— Texto do exercício —
Therezinha Mello
O filme Luz Silenciosa, do diretor mexicano Carlos Reygadas, passa-se numa comunidade de menonitas. Um grupo religioso fechado que mantém seus costumes ao longo de séculos, de forma radical. Falam um dialeto. Os hábitos são muito simples, os costumes rígidos. Vivem com o mínimo necessário. São poucos, numa convivência restrita.
A certa altura, o protagonista Johan admite estar traindo a mulher Esther. Sente pela amante atração irresistível. Sofre. Mas o desejo é maior que tudo. A certa altura Johan e Esther seguem de carro por uma estrada de barro, sob chuva torrencial. O diálogo, embora contido, é forte e sofrido. Falam do caso extraconjugal de Johan. Esther pede ao marido que pare o carro. Chorando, desce, apanha o guarda-chuva e pede para que não a siga.
A cena seguinte mostra Johan andando pela mata, ainda sob forte chuva, à procura da mulher. Percebe, ao longe, seu corpo caído. O guarda-chuva afasta-se, levado pelo vento. Ele a traz nos braços. Esther está morta. Segundo os médicos, sofreu uma síncope cardíaca. As tomadas seguintes mostram o funeral de Esther.
Em determinado instante ela abre os olhos. Tinha sofrido uma narcolepsia. O filme, de uma luz inesquecível, e que começara com um belo amanhecer, termina num anoitecer que fecha a história e um ciclo de vida. Semeia em quem assiste a urgência de rever Reygadas. Sua luz tem muito a dizer. Esther e Johan algo a viver ainda, juntos.
O instante em que Esther deixa o automóvel e segue sozinha é determinante. Algo a impele à solidão absoluta. Ali ela acaba sucumbindo à dor imensa de saber que Johan tem outra mulher. O marido é um homem bom, mas o desejo humano sobrepõe-se à rigidez dos costumes e da moral. Esther não tem como reagir. Percebe-se totalmente só.

— Enunciado —
Transcreva o trecho do texto sobre o filme Luz Silenciosa que começa nas palavras "Therezinha Mello" e termina logo após "não a siga.".

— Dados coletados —
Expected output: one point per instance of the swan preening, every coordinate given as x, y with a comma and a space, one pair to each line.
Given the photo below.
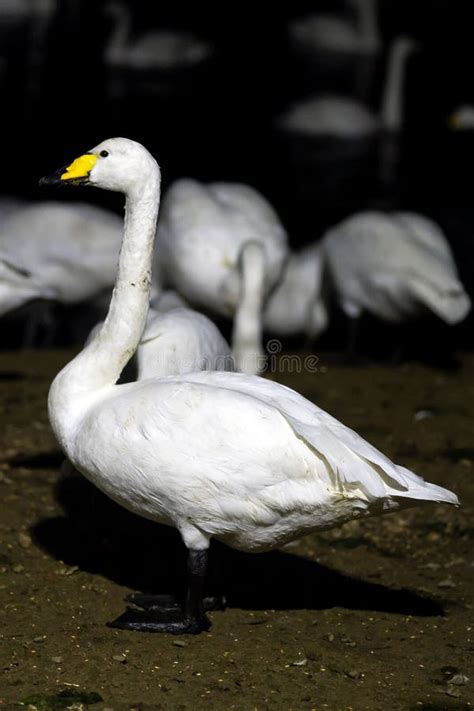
297, 306
396, 267
222, 247
462, 118
178, 340
56, 251
216, 454
340, 44
157, 49
345, 118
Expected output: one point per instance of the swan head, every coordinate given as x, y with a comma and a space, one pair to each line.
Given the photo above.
117, 164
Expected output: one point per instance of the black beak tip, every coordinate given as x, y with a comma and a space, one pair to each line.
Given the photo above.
51, 180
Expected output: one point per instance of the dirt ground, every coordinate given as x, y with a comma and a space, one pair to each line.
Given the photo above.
374, 615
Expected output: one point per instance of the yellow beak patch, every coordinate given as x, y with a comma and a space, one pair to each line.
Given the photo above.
81, 167
453, 122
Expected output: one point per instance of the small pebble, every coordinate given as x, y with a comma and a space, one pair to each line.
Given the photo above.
300, 662
24, 539
453, 691
120, 658
459, 680
423, 415
68, 569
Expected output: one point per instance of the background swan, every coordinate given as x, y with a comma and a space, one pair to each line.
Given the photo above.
462, 118
339, 43
395, 266
225, 455
296, 306
66, 252
328, 130
342, 117
222, 247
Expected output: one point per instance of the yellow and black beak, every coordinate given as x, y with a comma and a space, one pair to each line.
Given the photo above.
77, 173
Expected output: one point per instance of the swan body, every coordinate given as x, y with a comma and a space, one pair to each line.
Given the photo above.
344, 118
462, 118
65, 252
222, 247
395, 266
178, 340
215, 454
330, 115
296, 305
158, 49
319, 32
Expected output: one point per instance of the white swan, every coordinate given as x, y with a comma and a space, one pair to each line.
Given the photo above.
57, 251
336, 43
395, 266
178, 340
157, 49
217, 455
345, 118
222, 247
296, 306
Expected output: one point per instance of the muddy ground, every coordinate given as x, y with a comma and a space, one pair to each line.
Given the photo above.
374, 615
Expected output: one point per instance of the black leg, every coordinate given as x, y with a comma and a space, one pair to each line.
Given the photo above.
170, 618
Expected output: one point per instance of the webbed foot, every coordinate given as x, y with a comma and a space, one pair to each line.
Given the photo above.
171, 621
168, 602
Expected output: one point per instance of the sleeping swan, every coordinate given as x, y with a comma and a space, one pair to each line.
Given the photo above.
216, 454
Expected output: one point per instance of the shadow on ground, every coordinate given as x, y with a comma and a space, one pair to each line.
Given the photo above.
100, 537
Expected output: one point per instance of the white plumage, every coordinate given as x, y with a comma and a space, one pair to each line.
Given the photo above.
178, 340
66, 252
296, 305
462, 118
222, 247
395, 266
344, 118
319, 32
155, 50
224, 455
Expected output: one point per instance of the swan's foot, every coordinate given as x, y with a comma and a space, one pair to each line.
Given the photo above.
168, 602
172, 621
161, 614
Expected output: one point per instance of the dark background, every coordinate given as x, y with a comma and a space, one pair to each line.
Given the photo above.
218, 122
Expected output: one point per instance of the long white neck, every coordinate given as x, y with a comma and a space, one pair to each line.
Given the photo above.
247, 330
367, 21
391, 113
100, 363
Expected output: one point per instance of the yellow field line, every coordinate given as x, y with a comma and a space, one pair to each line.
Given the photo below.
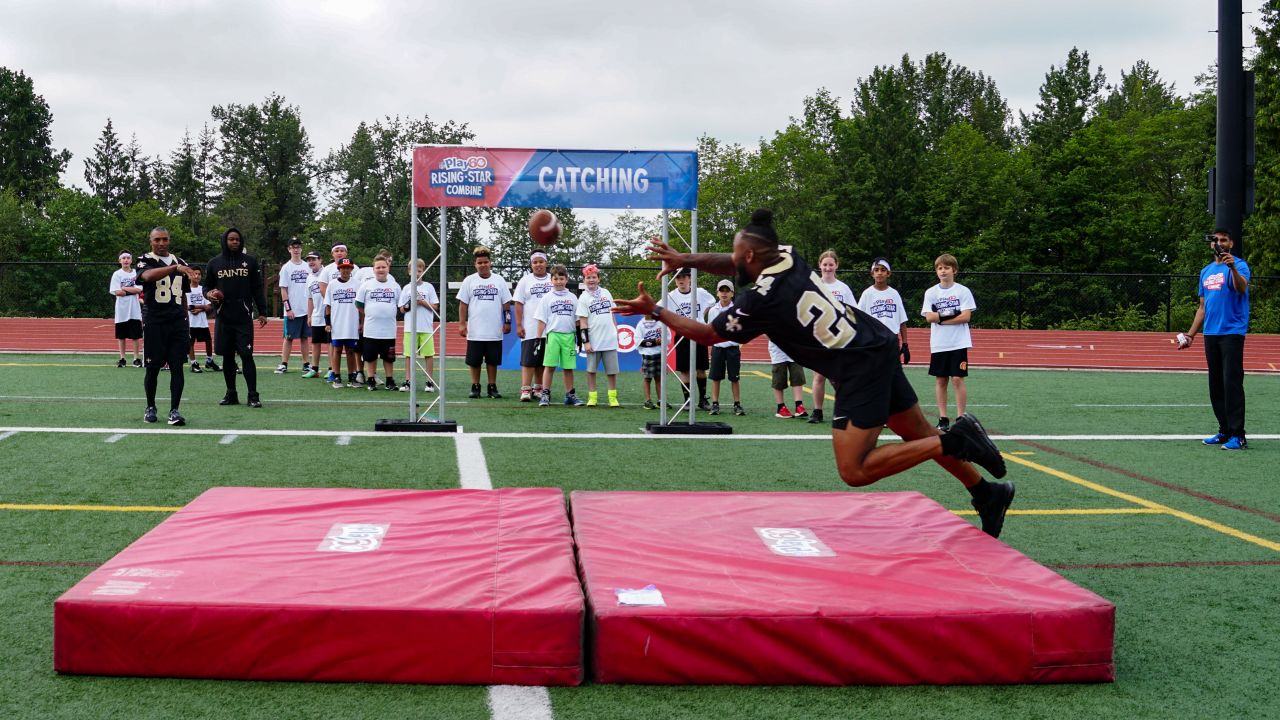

— Resposta do exercício —
Therezinha Mello
O filme Luz Silenciosa, do diretor mexicano Carlos Reygadas, passa-se numa comunidade de menonitas. Um grupo religioso fechado que mantém seus costumes ao longo de séculos, de forma radical. Falam um dialeto. Os hábitos são muito simples, os costumes rígidos. Vivem com o mínimo necessário. São poucos, numa convivência restrita.
A certa altura, o protagonista Johan admite estar traindo a mulher Esther. Sente pela amante atração irresistível. Sofre. Mas o desejo é maior que tudo. A certa altura Johan e Esther seguem de carro por uma estrada de barro, sob chuva torrencial. O diálogo, embora contido, é forte e sofrido. Falam do caso extraconjugal de Johan. Esther pede ao marido que pare o carro. Chorando, desce, apanha o guarda-chuva e pede para que não a siga.